■ Exercise objective ■
Pick out each line in the listing that contains the string "xmin" and copy those lines.

■ Provided data ■
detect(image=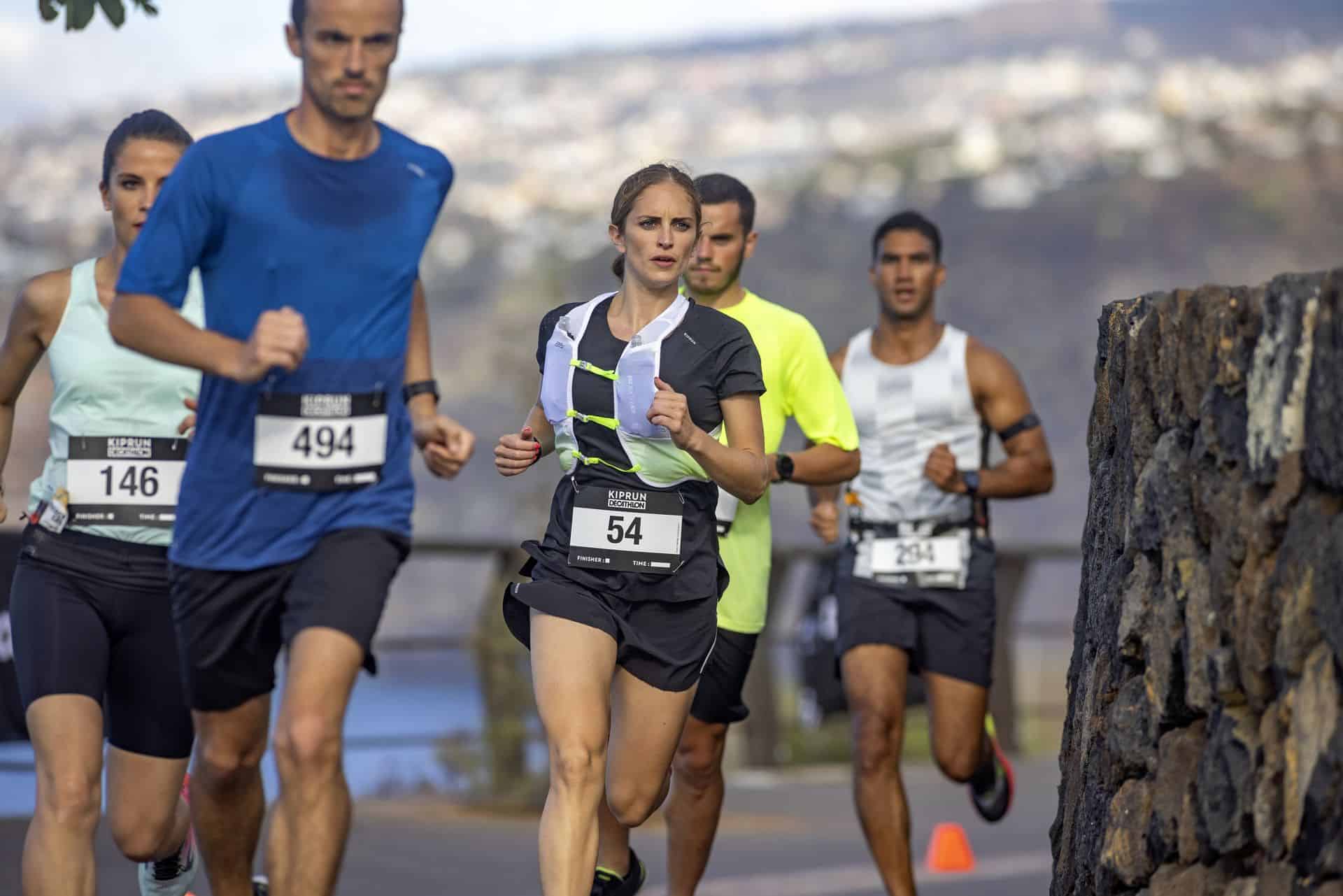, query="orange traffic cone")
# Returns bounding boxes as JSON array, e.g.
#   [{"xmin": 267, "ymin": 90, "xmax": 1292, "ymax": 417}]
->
[{"xmin": 924, "ymin": 822, "xmax": 975, "ymax": 873}]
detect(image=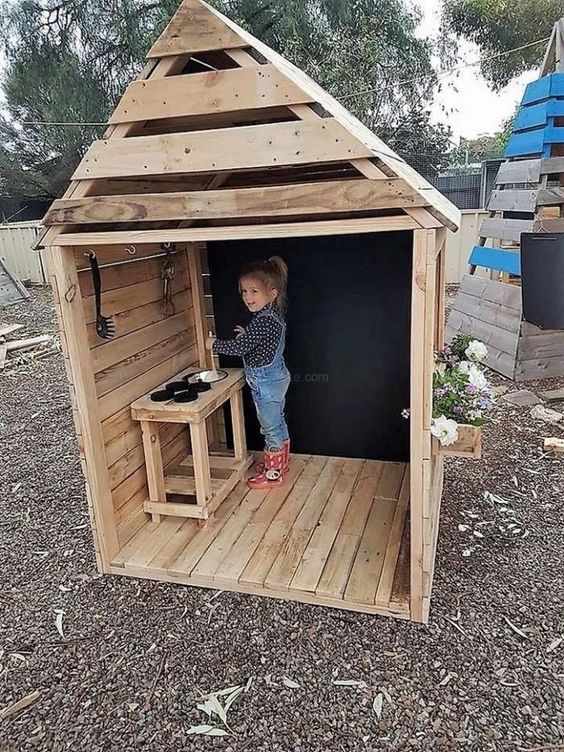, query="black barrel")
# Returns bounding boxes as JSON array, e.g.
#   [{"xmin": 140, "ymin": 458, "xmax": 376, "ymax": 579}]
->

■ Response ■
#   [{"xmin": 267, "ymin": 90, "xmax": 1292, "ymax": 417}]
[{"xmin": 924, "ymin": 822, "xmax": 975, "ymax": 873}]
#   [{"xmin": 140, "ymin": 458, "xmax": 376, "ymax": 579}]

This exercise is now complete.